◆ Exercice court 1
Relevez, s'il vous plaît, toutes les lignes des enregistrements ci-dessous qui contiennent la chaîne "blue".

◆ Texte extrait
☆ ☆ ☆ ☆ ☆
Prendre de Plus Loin


Potraviny
(épicerie, besoins élémentaires, alimentation, en tchèque)
Potraviny est un groupe informel de réflexion et de développement sur la notion de non-professionnalisme et de non séparation des activités créatrices. Certains artistes célèbres, tels que Picasso, Dubuffet, Svankmajer, Wölfli (et beaucoup d'autres), n'hésitaient pas à franchir les frontières des disciplines, à faire aussi bien des films, des textes, de la musique, etc. pour servir un but plus lointain, et plus vaste.
Potraviny propose en outre des rubriques d'enquêtes, d'articles sur des artistes, d'interviews, des mises en ligne d'œuvres rares.
- des créateurs qui s'investissent dans d'autres domaines que le leur (mais pas via la collaboration), par une pratique double, triple... Cette pratique n'est pas celle d'un "surdoué" qui aurait fait les beaux-arts, le conservatoire et une école de cinéma, mais au contraire celle de celui pour qui le mélange des moyens d'expressions va de soi, et qui le fait en-dehors de toute école, tendance, technique... Le but est de stimuler des positions, des réflexions, des actions dans ces domaines, ou pour être plus précis : dans le croisement des domaines opéré par un seul individu, dans son attitude face au monde extérieur comme à sa nécessité intérieure.
- toute personne qui a des positions sur la relation entre les arts et la politique, les arts et la société.
☆ ☆ ☆ ☆ ☆
◆ Données extraites

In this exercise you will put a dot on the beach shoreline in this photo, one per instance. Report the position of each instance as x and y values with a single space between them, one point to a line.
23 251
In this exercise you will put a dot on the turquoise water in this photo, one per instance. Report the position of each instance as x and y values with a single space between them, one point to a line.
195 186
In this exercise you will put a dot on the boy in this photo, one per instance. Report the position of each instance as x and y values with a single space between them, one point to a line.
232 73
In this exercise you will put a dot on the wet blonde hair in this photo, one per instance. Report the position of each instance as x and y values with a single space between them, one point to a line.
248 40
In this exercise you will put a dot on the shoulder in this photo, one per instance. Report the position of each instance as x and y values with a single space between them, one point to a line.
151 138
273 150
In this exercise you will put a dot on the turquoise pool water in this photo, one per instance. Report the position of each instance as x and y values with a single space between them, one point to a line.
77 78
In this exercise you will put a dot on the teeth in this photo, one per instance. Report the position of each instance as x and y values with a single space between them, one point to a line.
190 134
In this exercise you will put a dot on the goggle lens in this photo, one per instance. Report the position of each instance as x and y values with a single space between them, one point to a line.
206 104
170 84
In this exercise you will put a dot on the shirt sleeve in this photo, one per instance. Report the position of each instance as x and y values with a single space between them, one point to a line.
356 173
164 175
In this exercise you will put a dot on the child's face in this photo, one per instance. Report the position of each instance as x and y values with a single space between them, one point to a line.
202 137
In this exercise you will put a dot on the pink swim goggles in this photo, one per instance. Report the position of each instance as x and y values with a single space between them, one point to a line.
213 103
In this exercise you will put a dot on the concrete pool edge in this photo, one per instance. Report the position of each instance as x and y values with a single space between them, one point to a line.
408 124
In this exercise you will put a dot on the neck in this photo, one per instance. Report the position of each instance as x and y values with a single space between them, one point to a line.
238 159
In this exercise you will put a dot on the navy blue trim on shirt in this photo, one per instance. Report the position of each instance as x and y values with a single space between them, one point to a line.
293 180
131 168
☆ ☆ ☆ ☆ ☆
◆ Exercice court 2
Pour chacune des affirmations suivantes, dites si le texte sur Potraviny la confirme (oui ou non) et citez exactement les mots du texte qui tranchent. (a) Potraviny est un groupe informel. (b) Potraviny s'adresse aux créateurs qui s'investissent dans d'autres domaines par la collaboration. (c) Potraviny met en ligne des œuvres rares.

◆ Réponse rédigée 1
In this exercise you will put a dot on the navy blue trim on shirt in this photo, one per instance. Report the position of each instance as x and y values with a single space between them, one point to a line.

◆ Réponse rédigée 2
(a) Oui : « Potraviny est un groupe informel de réflexion et de développement ».
(b) Non : « (mais pas via la collaboration) ».
(c) Oui : « des mises en ligne d'œuvres rares ».